## Objectives
1 – In the article on the Perna community, how much does each client pay Sita and the other women?
2 – Carry on the article on the Perna community from the point where it stops.

-- Start Source document --

Dharampura locality in Najafgarh is home to Perna community [Showkat Shafi/Al Jazeera]


Perna caste are one of the most stigmatised communities in India [Showkat Shafi/Al Jazeera]


Men in Perna community either herd goats or sit idle, and encourage their women to pursue prostitution [Showkat Shafi/Al Jazeera]


Historically itinerant traders, entertainers, and folk-craft practitioners, DNT communities are often compared with the Roma in Europe [Showkat Shafi/Al Jazeera]

For girls and women from the Perna caste, entering the sex trade is a normal next step after marriage and childbirth.
New Delhi, India – When Sita* comes home in the morning, her husband is usually still asleep. She has worked through the night, selling sex on the highways tracing Delhi’s periphery, but she will bathe, cook breakfast, and get the children ready for school before getting some rest herself.
Here, in a tumble-down corner of Najafgarh, a patch of urban villages stitched into the Indian capital’s fraying hem, what Sita does for a living is no secret. Sita belongs to Perna caste, and among the women and girls of this acutely marginalised community, entering the sex trade is a usual next step after marriage and childbirth.
“My first child died shortly after being born. When [my second-born] daughter was around one year, that’s when I started this work,” she says. Married in her mid-teens to a Perna man she hadn’t met before, she estimates that she was 17 when she became the sole earner in her young family.
Now in what she guesses to be her late 20s, Sita still leaves the Perna basti (settlement), each night with other women from the community to tout for customers in “random places”: bus stops, lay-bys and parks far from their own neighbourhood and out of view of the police. They travel in a group, sharing the rickshaw fare and the risk of assault.
“We try to get it done quickly,” Sita explains. They conduct encounters in cars or hidden outdoor nooks. While one woman is with a client, a friend will make sure to stay within shouting distance. Each client pays between 200 rupees and 300 rupees ($3-$4.50). In a night, the women can expect to make as much as 1,000 rupees ($14.60), or as little as nothing.
Leela*, a mother of four in her late 30s, has known since she was “very little” that her community was engaged in what is termed “intergenerational prostitution”. Unlike Sita and many others, she only entered the sex trade when she was widowed, and moved back to Dharampura locality in Najafgarh, her childhood home.

-- End Source document --
-- Start Data shown --

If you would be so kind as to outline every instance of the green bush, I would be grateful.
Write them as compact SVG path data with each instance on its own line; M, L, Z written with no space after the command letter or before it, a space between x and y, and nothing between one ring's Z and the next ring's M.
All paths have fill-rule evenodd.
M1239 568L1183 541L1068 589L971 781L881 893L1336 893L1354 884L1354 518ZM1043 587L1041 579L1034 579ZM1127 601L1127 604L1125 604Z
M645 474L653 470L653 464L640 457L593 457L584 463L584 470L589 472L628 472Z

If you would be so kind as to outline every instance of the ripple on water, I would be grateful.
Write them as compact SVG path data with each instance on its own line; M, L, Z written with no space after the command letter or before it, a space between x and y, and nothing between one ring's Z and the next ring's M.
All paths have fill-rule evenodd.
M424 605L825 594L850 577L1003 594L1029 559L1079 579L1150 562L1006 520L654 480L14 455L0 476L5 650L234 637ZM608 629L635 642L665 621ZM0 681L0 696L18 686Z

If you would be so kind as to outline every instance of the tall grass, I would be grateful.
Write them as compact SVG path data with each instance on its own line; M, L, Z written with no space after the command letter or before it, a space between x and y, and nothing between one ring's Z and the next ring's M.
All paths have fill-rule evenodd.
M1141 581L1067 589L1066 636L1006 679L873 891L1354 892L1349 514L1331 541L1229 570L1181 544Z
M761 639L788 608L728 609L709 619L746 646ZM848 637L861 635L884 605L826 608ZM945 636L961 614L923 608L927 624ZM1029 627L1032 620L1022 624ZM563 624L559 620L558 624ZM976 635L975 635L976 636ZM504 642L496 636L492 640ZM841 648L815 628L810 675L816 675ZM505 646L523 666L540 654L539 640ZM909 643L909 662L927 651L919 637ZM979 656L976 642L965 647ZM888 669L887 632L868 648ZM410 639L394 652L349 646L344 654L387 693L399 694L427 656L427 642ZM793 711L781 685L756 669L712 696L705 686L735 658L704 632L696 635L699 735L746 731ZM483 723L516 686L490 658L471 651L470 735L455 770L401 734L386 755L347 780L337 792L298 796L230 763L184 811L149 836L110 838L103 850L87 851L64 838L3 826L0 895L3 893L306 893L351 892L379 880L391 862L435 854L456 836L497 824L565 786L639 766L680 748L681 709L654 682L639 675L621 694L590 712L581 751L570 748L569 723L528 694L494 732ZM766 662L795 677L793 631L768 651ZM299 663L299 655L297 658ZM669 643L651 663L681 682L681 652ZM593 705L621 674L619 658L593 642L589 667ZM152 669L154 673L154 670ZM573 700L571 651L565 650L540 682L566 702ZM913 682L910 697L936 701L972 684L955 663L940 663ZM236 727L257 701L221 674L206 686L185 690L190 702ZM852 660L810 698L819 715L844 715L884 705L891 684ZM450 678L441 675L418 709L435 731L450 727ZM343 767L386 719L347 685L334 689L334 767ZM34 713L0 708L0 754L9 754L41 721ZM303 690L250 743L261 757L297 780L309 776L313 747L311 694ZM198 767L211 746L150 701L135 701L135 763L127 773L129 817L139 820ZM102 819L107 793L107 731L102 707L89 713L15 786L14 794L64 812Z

-- End Data shown --

## Answers to the problems
1 – Between 200 and 300 rupees ($3-$4.50).

2 –
For her, it was the natural path for a woman looking for work: her own mother died young, but she remembers that her aunties used to “go out at night”.
Husbands herded goats, or didn’t work at all. “I don’t know why. You can say it is the traditional way,” she says. But it is less a ritual than a remedy for an inherited economic need. “This work is our compromise. It’s our way to make a living,” Leela explains.
“A Perna woman is born into poverty, into a marginalised caste, and she’s female – so she’s already thrice oppressed,” says Ruchira Gupta, the founder of the anti-trafficking NGO Apne Aap, which has been working with the Najafgarh Perna community for more than five years.
“As soon as she gains puberty, she is married, and after the first child, the husband pimps his wife. And she can’t resist – she only has this community. She feels she has no path of escape. She is consumed for eight or 10 years, and then she is asked to put her daughter into prostitution.”
Gupta explains that girls who resist prostitution are often physically abused by their in-laws, who expect their son’s wife to contribute to the family finances. Leela’s own daughter – now a stay-at-home mum living elsewhere in Najafgarh – moved back in with Leela for a short period to flee her new family’s pressure to start sex work.
“They were threatening her, ‘We will tear your clothes, we will put you on the streets naked,'” Leela says.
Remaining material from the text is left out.